What is required: Copy each line in the data that includes the word "below".

Natural-language object grounding data:
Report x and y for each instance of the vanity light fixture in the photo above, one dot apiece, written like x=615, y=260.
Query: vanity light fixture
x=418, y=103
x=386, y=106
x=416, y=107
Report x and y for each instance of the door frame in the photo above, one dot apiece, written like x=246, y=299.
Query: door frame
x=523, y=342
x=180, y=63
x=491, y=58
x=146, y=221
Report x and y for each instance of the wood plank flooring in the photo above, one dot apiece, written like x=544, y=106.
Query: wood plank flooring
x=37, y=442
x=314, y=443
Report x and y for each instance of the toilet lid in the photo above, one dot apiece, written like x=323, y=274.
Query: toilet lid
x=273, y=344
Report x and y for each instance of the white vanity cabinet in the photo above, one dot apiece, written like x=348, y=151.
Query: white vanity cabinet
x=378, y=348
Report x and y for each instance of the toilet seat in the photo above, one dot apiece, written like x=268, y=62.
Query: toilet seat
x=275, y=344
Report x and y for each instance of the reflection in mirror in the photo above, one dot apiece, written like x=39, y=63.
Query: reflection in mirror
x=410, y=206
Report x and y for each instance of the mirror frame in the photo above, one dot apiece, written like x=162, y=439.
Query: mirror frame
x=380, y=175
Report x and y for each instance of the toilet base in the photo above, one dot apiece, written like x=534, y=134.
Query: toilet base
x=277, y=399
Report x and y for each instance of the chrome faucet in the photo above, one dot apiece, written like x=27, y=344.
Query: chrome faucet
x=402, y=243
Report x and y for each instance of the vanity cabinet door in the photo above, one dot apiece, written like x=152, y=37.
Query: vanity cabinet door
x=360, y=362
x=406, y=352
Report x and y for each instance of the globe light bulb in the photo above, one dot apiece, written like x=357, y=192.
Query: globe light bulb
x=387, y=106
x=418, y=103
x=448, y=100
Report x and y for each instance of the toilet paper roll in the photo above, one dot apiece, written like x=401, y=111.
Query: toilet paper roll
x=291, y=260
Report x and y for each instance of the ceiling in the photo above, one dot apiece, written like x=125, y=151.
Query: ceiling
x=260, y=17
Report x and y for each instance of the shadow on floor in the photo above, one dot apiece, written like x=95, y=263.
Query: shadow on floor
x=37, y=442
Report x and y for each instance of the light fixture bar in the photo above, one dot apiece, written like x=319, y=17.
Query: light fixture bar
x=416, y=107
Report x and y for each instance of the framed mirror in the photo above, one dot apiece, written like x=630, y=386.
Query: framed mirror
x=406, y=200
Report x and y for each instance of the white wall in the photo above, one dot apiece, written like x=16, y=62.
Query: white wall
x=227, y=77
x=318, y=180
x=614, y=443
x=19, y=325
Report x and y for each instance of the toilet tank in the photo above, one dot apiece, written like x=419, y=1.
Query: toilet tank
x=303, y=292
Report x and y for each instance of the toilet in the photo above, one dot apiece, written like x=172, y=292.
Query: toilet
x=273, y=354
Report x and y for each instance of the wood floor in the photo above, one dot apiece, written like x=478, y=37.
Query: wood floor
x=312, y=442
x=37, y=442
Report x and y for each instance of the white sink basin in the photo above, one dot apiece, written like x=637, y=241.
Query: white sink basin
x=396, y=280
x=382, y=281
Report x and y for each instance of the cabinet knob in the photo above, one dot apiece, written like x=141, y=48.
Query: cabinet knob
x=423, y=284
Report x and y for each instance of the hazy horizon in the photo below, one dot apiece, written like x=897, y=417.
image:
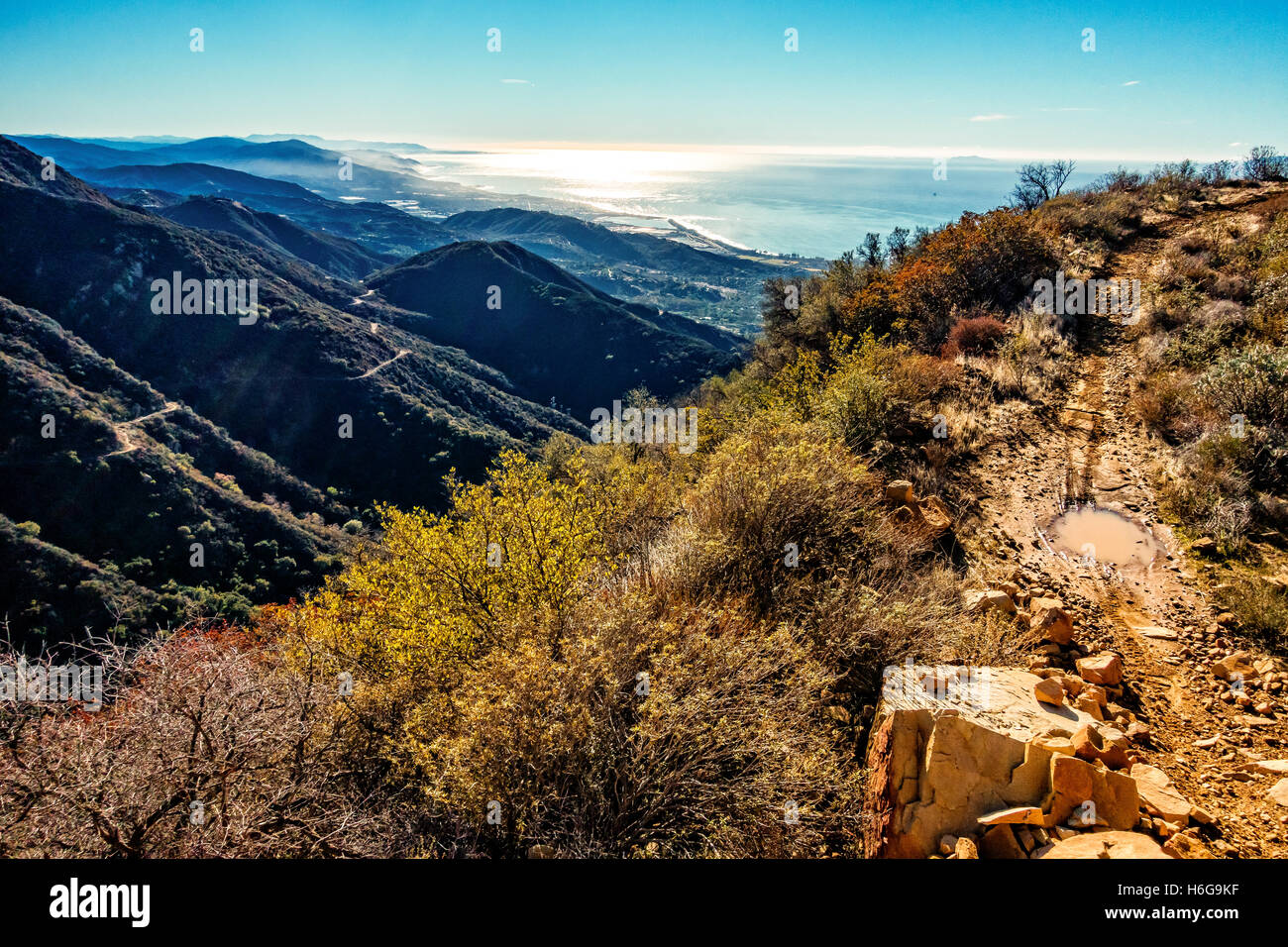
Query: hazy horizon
x=1029, y=80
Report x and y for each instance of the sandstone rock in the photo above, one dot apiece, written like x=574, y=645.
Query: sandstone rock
x=1074, y=783
x=1090, y=706
x=1048, y=617
x=1137, y=733
x=1236, y=667
x=1054, y=742
x=1115, y=844
x=1000, y=841
x=1016, y=815
x=990, y=599
x=1104, y=668
x=938, y=764
x=1090, y=745
x=1158, y=795
x=1279, y=792
x=900, y=492
x=966, y=848
x=1157, y=633
x=1048, y=690
x=1185, y=845
x=1267, y=767
x=935, y=517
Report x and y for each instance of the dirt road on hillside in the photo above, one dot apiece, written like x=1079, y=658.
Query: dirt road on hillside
x=1085, y=449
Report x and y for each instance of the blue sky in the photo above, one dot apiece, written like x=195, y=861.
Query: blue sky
x=996, y=78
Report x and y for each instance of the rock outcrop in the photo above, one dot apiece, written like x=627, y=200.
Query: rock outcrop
x=971, y=754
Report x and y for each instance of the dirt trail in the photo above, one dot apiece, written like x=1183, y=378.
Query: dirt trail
x=123, y=428
x=385, y=364
x=1089, y=449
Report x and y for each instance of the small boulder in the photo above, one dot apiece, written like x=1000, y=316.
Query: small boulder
x=991, y=599
x=1158, y=795
x=1000, y=841
x=1048, y=690
x=966, y=848
x=1090, y=745
x=900, y=492
x=1016, y=815
x=1279, y=792
x=1048, y=617
x=1104, y=668
x=1115, y=844
x=1236, y=667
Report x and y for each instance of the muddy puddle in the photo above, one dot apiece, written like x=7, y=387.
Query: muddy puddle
x=1103, y=536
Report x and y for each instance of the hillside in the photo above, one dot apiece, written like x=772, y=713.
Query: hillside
x=554, y=335
x=138, y=480
x=336, y=256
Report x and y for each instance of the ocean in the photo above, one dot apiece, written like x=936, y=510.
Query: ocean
x=812, y=205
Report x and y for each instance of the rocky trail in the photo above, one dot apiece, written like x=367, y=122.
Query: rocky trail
x=123, y=428
x=1150, y=680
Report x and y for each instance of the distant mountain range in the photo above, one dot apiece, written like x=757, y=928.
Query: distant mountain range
x=261, y=434
x=301, y=180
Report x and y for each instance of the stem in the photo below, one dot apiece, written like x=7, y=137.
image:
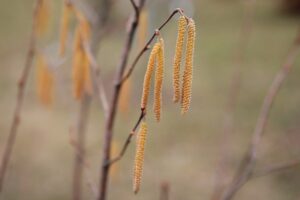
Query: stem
x=108, y=134
x=20, y=97
x=246, y=168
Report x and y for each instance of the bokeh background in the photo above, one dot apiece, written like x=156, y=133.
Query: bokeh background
x=181, y=150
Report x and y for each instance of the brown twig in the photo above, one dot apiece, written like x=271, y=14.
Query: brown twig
x=80, y=146
x=128, y=140
x=147, y=46
x=247, y=165
x=109, y=121
x=20, y=97
x=233, y=94
x=275, y=168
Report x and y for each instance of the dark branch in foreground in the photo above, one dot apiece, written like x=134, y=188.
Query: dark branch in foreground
x=20, y=97
x=247, y=166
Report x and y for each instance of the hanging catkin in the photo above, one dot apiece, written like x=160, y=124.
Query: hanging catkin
x=139, y=157
x=42, y=17
x=148, y=75
x=188, y=71
x=178, y=58
x=64, y=25
x=45, y=81
x=159, y=74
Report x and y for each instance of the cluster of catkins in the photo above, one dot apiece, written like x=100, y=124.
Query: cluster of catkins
x=182, y=91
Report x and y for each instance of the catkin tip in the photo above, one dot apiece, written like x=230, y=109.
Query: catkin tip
x=159, y=75
x=178, y=57
x=188, y=71
x=139, y=157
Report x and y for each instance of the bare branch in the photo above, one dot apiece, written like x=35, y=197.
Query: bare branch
x=20, y=97
x=147, y=46
x=246, y=168
x=275, y=168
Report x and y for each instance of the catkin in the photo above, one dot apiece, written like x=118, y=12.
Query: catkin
x=188, y=71
x=45, y=81
x=178, y=58
x=143, y=28
x=148, y=75
x=64, y=25
x=139, y=157
x=42, y=17
x=159, y=74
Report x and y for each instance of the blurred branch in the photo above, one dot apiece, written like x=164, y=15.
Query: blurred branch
x=275, y=168
x=109, y=121
x=228, y=121
x=247, y=165
x=20, y=97
x=164, y=191
x=80, y=157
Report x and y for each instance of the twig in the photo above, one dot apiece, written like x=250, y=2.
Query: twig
x=228, y=121
x=20, y=97
x=246, y=168
x=128, y=140
x=109, y=121
x=84, y=163
x=99, y=88
x=147, y=46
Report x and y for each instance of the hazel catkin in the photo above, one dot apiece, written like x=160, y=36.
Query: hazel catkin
x=148, y=75
x=188, y=71
x=159, y=75
x=139, y=157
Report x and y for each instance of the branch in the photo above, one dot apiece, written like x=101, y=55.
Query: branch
x=128, y=140
x=20, y=97
x=84, y=163
x=246, y=168
x=147, y=46
x=109, y=121
x=275, y=168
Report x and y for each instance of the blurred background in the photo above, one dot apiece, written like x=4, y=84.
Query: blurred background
x=183, y=151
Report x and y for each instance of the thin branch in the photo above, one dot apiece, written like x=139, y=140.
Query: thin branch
x=84, y=163
x=109, y=121
x=80, y=146
x=233, y=94
x=99, y=88
x=20, y=97
x=275, y=168
x=128, y=140
x=147, y=46
x=247, y=166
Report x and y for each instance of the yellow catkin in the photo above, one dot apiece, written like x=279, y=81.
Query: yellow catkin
x=139, y=157
x=64, y=25
x=125, y=96
x=143, y=28
x=45, y=81
x=42, y=17
x=148, y=75
x=77, y=66
x=159, y=75
x=178, y=57
x=188, y=71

Task answer:
Report x and y for each instance of the hazy horizon in the photo below, one dot apiece, written like x=897, y=417.
Report x and y for each instance of the stem in the photo below, one dot apiece, written like x=7, y=137.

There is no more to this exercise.